Read the WSJ‘s drones/al-Qaeda story and the NYT‘s follow-up. As I write at the Windy, this is indeed a weak point in the counterinsurgents’ argument:
… the question is why the U.S. is able to reap actionable intelligence against its main enemy, al-Qaeda, where there are no U.S. troops, or even really Pakistani troops, but it couldn’t do the same thing against its subsidiary enemy, the Taliban, if it capped U.S. and NATO troop levels at 68,000. Perhaps the circumstances really are different — the Taliban, as Pashtuns, have a much closer relationship to Afghanistan than the mostly Arab upper echelon of al-Qaeda does to Pashtun Pakistan — but if the argument really is that counterinsurgency is a prerequisite for intelligence gathering, the Pakistani case needs to be further explored, because it really does look like a counterexample.

◆ To do ◆
a) Answer each question from the passage on drones and al-Qaeda, one line per answer, marked (i), (ii), (iii).
(i) What cap on U.S. and NATO troop levels does it mention?
(ii) Which two newspapers' coverage does it point readers to?
(iii) What ethnic group does it say the Taliban belong to?
b) For each statement, say yes or no depending on whether the passage on drones and al-Qaeda supports it, and quote the words that decide it.
(i) The passage calls the Taliban the main enemy of the U.S.
(ii) The upper echelon of al-Qaeda is described as mostly Arab.
(iii) The Pakistani case is said to look like a counterexample.
c) Extend the passage on drones and al-Qaeda with one more paragraph that picks up after its final sentence.

◆ Dataset records ◆
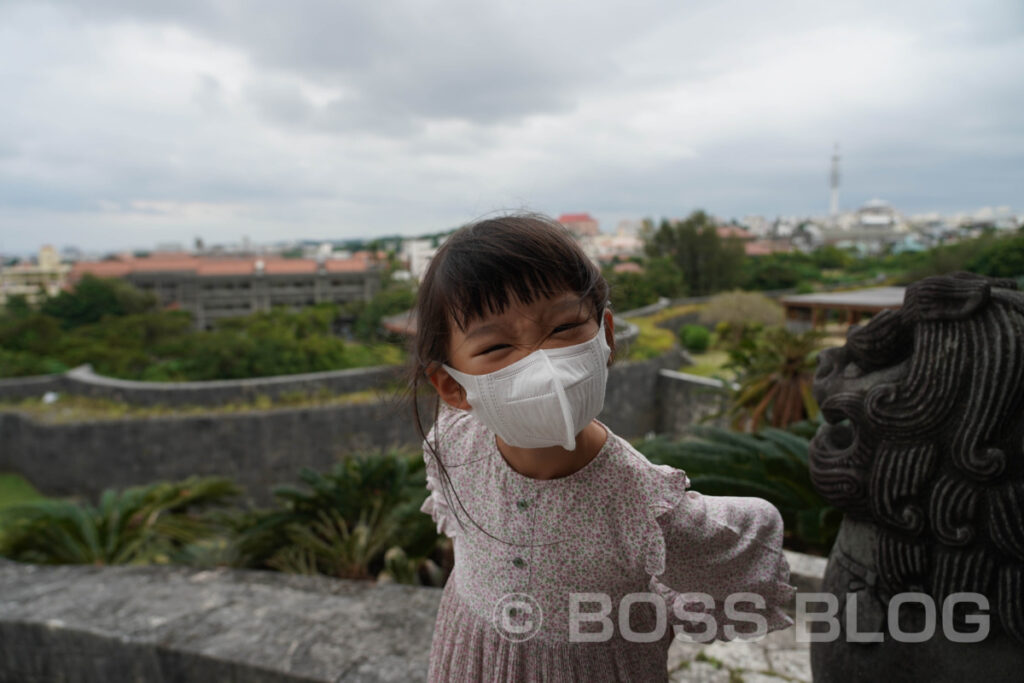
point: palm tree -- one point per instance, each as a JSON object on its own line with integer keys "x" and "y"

...

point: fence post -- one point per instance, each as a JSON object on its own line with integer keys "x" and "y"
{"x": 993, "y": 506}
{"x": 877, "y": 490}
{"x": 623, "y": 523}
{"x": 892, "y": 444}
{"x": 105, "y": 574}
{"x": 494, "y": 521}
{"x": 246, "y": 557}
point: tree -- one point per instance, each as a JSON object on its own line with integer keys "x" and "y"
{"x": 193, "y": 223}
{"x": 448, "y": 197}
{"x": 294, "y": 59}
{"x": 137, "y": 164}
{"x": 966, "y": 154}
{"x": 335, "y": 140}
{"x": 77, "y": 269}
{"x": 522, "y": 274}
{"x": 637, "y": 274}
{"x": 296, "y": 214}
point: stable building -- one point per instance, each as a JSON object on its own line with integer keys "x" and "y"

◆ Results of the tasks ◆
a)
(i) 68,000
(ii) The WSJ (its drones/al-Qaeda story) and the NYT (its follow-up)
(iii) Pashtuns

b)
(i) No: "its main enemy, al-Qaeda" and "its subsidiary enemy, the Taliban"
(ii) Yes: "the mostly Arab upper echelon of al-Qaeda"
(iii) Yes: "it really does look like a counterexample"

c)
I’m more sympathetic to the counterinsurgents’ argument than I am to any alternative, but I think the counterinsurgents are making a mistake by glossing past this. Robert Haddick at SWJ, for instance, reads the stories, concludes that "anonymous officials are attempting to make the case that intelligence-driven assassinations of al Qaeda leaders in Afghanistan and Pakistan, combined with lawful domestic surveillance techniques, will be enough to effectively protect the U.S. from terror attacks" (duh), and flips the burden of proof:
…the administration officials who are making this case in the New York Times and Washington Post must reassure skeptics that U.S. intelligence collection on al Qaeda, both overseas and inside the U.S., will be very good. One argument for why the U.S. needs to maintain a large presence in “Af-Pak” is that such a presence is needed for the intelligence that a counter-terror strategy relies on.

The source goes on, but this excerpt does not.